*Task brief*: All of the records are to be reproduced exactly.

*Records shown*:
◇ ◇ ◇ ◇ ◇ ◇ ◇

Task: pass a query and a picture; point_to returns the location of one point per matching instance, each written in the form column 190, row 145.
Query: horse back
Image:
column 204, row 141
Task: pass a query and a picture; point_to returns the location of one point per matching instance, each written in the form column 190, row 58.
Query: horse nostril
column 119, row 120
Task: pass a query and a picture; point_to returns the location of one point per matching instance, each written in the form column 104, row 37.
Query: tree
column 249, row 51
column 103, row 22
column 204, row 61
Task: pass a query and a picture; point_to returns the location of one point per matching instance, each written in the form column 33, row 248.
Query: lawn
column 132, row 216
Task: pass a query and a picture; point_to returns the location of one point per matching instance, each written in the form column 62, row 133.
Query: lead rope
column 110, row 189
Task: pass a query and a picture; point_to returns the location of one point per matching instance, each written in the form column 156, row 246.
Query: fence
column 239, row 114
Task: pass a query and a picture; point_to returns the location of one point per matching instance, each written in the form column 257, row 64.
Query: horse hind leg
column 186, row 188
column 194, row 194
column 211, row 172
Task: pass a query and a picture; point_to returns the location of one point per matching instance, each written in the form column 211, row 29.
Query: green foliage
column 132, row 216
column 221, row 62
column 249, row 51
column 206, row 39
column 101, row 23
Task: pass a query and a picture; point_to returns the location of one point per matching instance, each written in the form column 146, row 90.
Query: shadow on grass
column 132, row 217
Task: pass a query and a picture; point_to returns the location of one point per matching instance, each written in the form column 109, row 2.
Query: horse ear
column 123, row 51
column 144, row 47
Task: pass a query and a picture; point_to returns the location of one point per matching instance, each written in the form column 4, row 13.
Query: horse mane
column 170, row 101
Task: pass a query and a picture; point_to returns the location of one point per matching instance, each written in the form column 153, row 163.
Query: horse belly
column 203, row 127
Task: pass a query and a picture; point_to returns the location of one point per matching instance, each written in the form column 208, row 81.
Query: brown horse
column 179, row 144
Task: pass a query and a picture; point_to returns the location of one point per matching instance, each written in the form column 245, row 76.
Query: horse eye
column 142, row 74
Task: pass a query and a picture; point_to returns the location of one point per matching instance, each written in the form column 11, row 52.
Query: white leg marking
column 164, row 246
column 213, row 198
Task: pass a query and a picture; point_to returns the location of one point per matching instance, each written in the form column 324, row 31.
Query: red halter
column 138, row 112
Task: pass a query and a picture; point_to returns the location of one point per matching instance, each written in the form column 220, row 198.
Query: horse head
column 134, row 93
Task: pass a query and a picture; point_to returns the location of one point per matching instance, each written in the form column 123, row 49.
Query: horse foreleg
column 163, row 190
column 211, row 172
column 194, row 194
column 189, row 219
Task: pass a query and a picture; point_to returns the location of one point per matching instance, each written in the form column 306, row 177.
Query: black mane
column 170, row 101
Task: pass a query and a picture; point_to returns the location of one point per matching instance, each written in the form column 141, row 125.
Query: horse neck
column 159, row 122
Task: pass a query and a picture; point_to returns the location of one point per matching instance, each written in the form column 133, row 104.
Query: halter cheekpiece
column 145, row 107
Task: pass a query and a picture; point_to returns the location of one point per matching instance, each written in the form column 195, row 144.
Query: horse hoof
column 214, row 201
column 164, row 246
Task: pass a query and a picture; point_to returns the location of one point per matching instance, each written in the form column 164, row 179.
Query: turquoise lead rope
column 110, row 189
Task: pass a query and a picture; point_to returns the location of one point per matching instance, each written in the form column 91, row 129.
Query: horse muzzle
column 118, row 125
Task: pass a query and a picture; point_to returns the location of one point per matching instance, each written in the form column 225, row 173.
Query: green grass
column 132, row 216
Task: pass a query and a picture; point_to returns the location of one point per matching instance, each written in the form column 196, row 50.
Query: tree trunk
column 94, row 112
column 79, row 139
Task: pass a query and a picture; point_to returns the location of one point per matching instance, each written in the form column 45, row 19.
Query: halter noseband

◇ ◇ ◇ ◇ ◇ ◇ ◇

*Output of the exercise*:
Task: pass a query and a picture; point_to returns the location of one point per matching instance, each written in the form column 190, row 145.
Query: horse back
Image:
column 204, row 141
Task: pass a query and a picture; point_to returns the location of one point per matching instance, each written in the form column 190, row 58.
Query: horse nostril
column 119, row 120
Task: pass a query and a picture; point_to returns the location of one point per matching instance, each written in the form column 104, row 37.
Query: tree
column 249, row 51
column 103, row 22
column 204, row 61
Task: pass a query and a picture; point_to returns the location of one point per matching instance, each written in the form column 33, row 248.
Query: lawn
column 132, row 216
Task: pass a query and a picture; point_to returns the location of one point per matching instance, each written in the form column 62, row 133.
Query: lead rope
column 110, row 189
Task: pass a query and a picture; point_to returns the location of one point per matching instance, each written in the form column 156, row 246.
Query: fence
column 239, row 114
Task: pass a query and a picture; point_to returns the location of one point per matching instance, each written in the form column 257, row 64.
Query: horse hind leg
column 186, row 188
column 194, row 194
column 211, row 172
Task: pass a query and a picture; point_to returns the location of one point per matching instance, each written in the form column 211, row 29.
Query: green foliage
column 132, row 216
column 221, row 62
column 249, row 51
column 206, row 39
column 101, row 23
Task: pass a query and a picture; point_to returns the location of one point per matching instance, each written in the form column 146, row 90.
Query: shadow on grass
column 132, row 217
Task: pass a query and a picture; point_to returns the location of one point per matching instance, each written in the form column 109, row 2.
Query: horse ear
column 123, row 51
column 144, row 47
Task: pass a query and a picture; point_to returns the location of one point per matching instance, each written in the form column 4, row 13.
Query: horse mane
column 170, row 101
Task: pass a query and a picture; point_to returns the location of one point per matching instance, each written in the form column 153, row 163.
Query: horse belly
column 203, row 127
Task: pass a query and a picture; point_to returns the location of one point per matching instance, each written in the form column 208, row 81.
Query: brown horse
column 179, row 144
Task: pass a query and a picture; point_to returns the location of one point per matching instance, each written in the form column 245, row 76.
Query: horse eye
column 142, row 74
Task: pass a query and a picture; point_to returns the location of one point per matching instance, each written in the form column 11, row 52.
Query: white leg marking
column 164, row 246
column 213, row 198
Task: pass a query and a picture; point_to returns the location of one point per matching instance, each written in the form column 324, row 31.
Query: red halter
column 138, row 112
Task: pass a query and a picture; point_to returns the location of one point per matching instance, each written in the form column 220, row 198.
Query: horse head
column 134, row 93
Task: pass a query and a picture; point_to returns the location of one point per matching instance, each written in the form column 123, row 49.
Query: horse foreleg
column 163, row 190
column 211, row 172
column 194, row 194
column 189, row 219
Task: pass a query and a picture; point_to returns the location of one point per matching instance, each written in the form column 306, row 177.
Query: black mane
column 170, row 101
Task: pass a query and a picture; point_to returns the location of one point per matching instance, each written in the form column 141, row 125.
Query: horse neck
column 159, row 122
Task: pass a query and a picture; point_to returns the location of one point per matching instance, each written in the form column 133, row 104.
Query: halter cheekpiece
column 145, row 107
Task: pass a query and a picture; point_to returns the location of one point per matching instance, each written in the form column 195, row 144.
Query: horse hoof
column 214, row 201
column 164, row 246
Task: pass a query and a picture; point_to returns the location of one point per matching instance, each written in the form column 164, row 179.
Query: turquoise lead rope
column 110, row 189
Task: pass a query and a picture; point_to returns the location of one point per matching instance, each written in the form column 91, row 129.
Query: horse muzzle
column 118, row 125
Task: pass a query and a picture; point_to returns the location of one point per matching instance, each written in the form column 225, row 173.
Query: green grass
column 132, row 216
Task: pass a query and a picture; point_to returns the location of one point per matching instance, each written in the form column 196, row 50.
Query: tree trunk
column 94, row 112
column 79, row 139
Task: pass a query and a picture; point_to returns the location of one point per matching instance, each written in the form column 45, row 19.
Query: halter noseband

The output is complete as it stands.